Set exercise:
Count the lines below that contain the string "cabinet", and reply with that number alone.

Listed entries:
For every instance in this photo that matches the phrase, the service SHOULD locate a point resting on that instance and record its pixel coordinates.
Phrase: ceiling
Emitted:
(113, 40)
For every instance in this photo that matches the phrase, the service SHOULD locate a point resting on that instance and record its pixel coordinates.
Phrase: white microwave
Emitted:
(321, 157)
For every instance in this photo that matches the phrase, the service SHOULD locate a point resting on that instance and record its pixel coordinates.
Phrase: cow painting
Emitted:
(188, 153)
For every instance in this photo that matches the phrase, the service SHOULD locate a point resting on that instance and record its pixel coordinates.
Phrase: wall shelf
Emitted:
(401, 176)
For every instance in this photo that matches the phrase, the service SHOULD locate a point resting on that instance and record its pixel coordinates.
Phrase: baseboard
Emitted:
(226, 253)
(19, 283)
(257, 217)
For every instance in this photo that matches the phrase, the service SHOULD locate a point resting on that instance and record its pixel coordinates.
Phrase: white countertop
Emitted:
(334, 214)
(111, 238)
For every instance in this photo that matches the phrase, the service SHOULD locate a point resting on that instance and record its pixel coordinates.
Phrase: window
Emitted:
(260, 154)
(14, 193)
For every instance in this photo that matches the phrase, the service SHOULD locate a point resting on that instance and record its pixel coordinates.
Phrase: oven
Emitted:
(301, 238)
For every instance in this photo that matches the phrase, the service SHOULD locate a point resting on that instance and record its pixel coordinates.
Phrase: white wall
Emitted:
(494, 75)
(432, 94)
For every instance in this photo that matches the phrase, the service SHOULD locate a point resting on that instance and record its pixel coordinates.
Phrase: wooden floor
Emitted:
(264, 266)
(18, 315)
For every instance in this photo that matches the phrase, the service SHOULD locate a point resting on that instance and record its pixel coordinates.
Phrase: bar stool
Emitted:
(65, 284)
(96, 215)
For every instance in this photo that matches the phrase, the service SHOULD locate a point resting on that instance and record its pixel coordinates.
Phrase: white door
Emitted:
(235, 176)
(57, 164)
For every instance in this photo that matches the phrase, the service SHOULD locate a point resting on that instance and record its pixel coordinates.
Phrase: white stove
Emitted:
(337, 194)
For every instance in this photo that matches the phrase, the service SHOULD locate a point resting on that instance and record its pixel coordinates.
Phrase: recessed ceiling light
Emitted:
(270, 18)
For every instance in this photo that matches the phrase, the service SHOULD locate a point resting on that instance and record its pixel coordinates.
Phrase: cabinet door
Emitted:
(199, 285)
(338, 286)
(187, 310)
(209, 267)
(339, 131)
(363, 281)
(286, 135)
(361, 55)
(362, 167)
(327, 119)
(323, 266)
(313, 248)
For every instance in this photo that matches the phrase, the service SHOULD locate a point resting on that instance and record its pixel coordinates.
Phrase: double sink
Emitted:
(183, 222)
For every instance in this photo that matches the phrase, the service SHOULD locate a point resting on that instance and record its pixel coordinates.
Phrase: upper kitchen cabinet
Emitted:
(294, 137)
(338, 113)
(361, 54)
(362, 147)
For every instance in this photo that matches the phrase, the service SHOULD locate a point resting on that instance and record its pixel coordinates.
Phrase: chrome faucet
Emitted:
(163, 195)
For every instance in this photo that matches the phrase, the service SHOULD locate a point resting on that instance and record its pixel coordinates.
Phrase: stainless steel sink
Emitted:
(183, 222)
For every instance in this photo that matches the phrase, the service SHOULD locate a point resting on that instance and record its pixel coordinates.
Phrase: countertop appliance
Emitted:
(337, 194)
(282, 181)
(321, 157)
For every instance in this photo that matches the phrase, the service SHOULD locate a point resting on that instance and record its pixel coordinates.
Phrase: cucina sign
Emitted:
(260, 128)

Complete response:
2